====== Texte
Pourquoi y a-t-il une grève illimitée à l’Hôpital des enfants ?

Une centaine de manifestant.e.s devant l'Hôpital des enfants, à Toulouse.

Une grève illimitée a démarré ce mardi 11 janvier à l’Hôpital des enfants du CHU de Toulouse. La CGT demande davantage de moyens humains et financiers, pour faire face à une situation jugée « catastrophique ».

La situation est devenue intenable à l’Hôpital des enfants, à Toulouse. C’est ce qu’affirme la CGT, qui a lancé ce 11 janvier une grève illimitée, en parallèle du mouvement de grève national des soignants de l’hôpital public. À 13h aujourd’hui, une centaine de grévistes se sont réuni.e.s dans l’accueil de l’établissement pour une longue minute d’applaudissements. D’après Cédric Mazin, le secrétaire général du CHU de Toulouse, ce sont 13% des soignant.e.s qui ont fait grève. Les revendications sont nombreuses, et éclairent sur les conditions de travail jugées inacceptables pour les soignant.e.s. « Si les choses continuent comme ça, il y aura des centaines, des milliers de morts à l’hôpital », s’époumone Pauline Salingue, figure de la CGT CHU Toulouse, face à une audience conquise.
============
→ **Objectif visé 1**
Répondez à ces questions sur l'article consacré à la grève à l'Hôpital des enfants :
(a) Quel jour la grève illimitée a-t-elle commencé ?
(b) D'après Cédric Mazin, quelle part des soignant.e.s a fait grève ?
(c) À quelle heure les grévistes se sont-ils réunis dans l'accueil de l'établissement ?
→ **Objectif visé 2**
Extrayez de l'article sur la grève le passage qui va de « La situation est » jusqu'à « une audience conquise. » inclus.
====== Données fournies
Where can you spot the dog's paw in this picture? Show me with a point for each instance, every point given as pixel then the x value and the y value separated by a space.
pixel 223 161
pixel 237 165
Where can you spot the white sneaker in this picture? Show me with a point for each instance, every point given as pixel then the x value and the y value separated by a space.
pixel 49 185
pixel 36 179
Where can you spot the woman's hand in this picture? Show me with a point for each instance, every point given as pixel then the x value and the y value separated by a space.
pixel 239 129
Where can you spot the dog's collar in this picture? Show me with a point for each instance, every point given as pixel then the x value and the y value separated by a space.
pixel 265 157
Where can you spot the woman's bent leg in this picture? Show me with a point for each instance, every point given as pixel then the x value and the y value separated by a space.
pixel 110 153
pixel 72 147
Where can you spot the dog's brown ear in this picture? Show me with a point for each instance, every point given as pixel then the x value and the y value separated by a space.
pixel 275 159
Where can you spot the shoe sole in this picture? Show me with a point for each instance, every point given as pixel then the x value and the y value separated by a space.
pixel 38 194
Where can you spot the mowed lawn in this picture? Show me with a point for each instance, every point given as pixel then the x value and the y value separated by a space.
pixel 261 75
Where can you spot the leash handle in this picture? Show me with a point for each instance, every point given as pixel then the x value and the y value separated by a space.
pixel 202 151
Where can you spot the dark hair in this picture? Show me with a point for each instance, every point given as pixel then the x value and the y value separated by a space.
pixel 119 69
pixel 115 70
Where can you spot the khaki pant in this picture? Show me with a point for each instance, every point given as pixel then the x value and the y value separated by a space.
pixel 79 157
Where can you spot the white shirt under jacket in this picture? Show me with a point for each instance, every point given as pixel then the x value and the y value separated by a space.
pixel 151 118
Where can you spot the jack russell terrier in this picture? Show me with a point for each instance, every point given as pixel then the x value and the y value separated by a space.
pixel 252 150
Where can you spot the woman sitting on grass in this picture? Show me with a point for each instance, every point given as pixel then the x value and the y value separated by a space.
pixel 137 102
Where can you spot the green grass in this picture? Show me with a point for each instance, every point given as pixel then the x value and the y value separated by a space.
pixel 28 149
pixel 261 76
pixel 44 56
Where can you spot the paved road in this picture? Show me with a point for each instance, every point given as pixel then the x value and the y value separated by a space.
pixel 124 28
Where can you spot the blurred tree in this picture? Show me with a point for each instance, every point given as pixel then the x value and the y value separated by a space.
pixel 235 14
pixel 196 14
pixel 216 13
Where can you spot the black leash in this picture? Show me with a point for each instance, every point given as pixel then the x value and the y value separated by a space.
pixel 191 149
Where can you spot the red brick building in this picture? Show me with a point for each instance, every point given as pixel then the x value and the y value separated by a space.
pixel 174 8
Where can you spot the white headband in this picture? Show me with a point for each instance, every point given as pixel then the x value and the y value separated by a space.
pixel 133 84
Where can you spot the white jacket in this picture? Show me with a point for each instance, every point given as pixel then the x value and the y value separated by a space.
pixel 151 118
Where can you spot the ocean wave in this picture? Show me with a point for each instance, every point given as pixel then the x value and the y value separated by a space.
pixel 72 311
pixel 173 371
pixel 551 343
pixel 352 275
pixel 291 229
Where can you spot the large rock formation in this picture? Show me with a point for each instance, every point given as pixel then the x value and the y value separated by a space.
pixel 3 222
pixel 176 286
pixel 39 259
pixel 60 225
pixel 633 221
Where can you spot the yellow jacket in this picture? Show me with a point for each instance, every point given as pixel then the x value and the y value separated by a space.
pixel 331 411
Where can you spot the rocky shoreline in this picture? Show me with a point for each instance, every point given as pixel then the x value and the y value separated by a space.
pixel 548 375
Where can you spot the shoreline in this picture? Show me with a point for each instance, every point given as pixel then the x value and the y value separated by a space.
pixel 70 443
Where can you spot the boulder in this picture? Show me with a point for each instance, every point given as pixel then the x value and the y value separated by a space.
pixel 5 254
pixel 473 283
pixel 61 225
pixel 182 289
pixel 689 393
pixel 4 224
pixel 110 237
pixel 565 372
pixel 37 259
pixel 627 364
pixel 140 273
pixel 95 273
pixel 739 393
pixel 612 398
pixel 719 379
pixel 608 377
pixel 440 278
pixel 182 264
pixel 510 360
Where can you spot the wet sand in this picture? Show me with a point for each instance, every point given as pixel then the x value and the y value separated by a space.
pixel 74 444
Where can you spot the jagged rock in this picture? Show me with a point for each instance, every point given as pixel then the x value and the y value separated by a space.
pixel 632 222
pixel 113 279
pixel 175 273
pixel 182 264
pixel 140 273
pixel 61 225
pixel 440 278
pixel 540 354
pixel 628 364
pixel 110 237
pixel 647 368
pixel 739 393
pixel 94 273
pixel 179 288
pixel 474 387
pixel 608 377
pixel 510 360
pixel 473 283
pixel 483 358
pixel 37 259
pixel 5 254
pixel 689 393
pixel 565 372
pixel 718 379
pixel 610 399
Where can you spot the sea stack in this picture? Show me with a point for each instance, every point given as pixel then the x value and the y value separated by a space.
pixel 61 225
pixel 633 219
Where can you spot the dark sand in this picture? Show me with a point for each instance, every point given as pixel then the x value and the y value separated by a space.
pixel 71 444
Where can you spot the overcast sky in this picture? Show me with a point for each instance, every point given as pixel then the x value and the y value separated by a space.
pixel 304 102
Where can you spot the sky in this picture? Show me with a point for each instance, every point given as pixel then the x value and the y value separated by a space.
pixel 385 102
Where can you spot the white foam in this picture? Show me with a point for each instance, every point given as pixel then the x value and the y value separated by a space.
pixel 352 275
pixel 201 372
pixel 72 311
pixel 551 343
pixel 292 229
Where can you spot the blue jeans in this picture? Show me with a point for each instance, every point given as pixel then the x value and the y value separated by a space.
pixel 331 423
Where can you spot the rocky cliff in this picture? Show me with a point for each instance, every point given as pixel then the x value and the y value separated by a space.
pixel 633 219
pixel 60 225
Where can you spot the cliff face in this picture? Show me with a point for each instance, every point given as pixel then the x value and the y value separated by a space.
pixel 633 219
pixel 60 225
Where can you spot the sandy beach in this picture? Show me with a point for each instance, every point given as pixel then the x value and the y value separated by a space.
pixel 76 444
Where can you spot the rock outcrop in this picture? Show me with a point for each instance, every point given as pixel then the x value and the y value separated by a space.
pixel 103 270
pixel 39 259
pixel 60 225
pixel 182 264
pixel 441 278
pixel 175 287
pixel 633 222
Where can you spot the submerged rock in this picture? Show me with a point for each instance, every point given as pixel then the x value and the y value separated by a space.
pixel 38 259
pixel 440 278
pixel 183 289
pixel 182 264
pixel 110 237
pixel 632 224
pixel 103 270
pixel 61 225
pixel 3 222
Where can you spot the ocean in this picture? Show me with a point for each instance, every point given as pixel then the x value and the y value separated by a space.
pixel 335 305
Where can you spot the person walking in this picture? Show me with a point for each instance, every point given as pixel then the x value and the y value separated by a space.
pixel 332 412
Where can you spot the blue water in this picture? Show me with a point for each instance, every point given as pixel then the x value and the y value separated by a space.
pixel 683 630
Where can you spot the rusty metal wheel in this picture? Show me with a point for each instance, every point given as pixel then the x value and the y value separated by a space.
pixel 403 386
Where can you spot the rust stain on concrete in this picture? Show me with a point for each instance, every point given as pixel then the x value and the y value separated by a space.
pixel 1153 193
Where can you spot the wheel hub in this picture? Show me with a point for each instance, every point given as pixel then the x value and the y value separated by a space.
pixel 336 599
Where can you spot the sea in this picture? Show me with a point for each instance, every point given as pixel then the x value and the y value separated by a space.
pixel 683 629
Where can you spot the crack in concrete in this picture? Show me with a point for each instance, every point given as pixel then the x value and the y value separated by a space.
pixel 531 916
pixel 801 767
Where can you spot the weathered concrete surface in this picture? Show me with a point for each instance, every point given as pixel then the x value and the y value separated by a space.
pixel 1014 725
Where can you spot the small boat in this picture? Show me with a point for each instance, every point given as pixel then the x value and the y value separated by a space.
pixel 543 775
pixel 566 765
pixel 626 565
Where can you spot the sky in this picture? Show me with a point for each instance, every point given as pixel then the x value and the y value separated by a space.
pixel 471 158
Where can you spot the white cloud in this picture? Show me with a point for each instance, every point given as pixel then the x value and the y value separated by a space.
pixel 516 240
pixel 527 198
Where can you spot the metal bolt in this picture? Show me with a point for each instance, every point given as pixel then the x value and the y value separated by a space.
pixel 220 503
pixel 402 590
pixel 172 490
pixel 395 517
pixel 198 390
============
→ **Corrigé 1**
(a) Le mardi 11 janvier.
(b) 13 %.
(c) À 13h.

→ **Corrigé 2**
La situation est devenue intenable à l’Hôpital des enfants, à Toulouse. C’est ce qu’affirme la CGT, qui a lancé ce 11 janvier une grève illimitée, en parallèle du mouvement de grève national des soignants de l’hôpital public. À 13h aujourd’hui, une centaine de grévistes se sont réuni.e.s dans l’accueil de l’établissement pour une longue minute d’applaudissements. D’après Cédric Mazin, le secrétaire général du CHU de Toulouse, ce sont 13% des soignant.e.s qui ont fait grève. Les revendications sont nombreuses, et éclairent sur les conditions de travail jugées inacceptables pour les soignant.e.s. « Si les choses continuent comme ça, il y aura des centaines, des milliers de morts à l’hôpital », s’époumone Pauline Salingue, figure de la CGT CHU Toulouse, face à une audience conquise.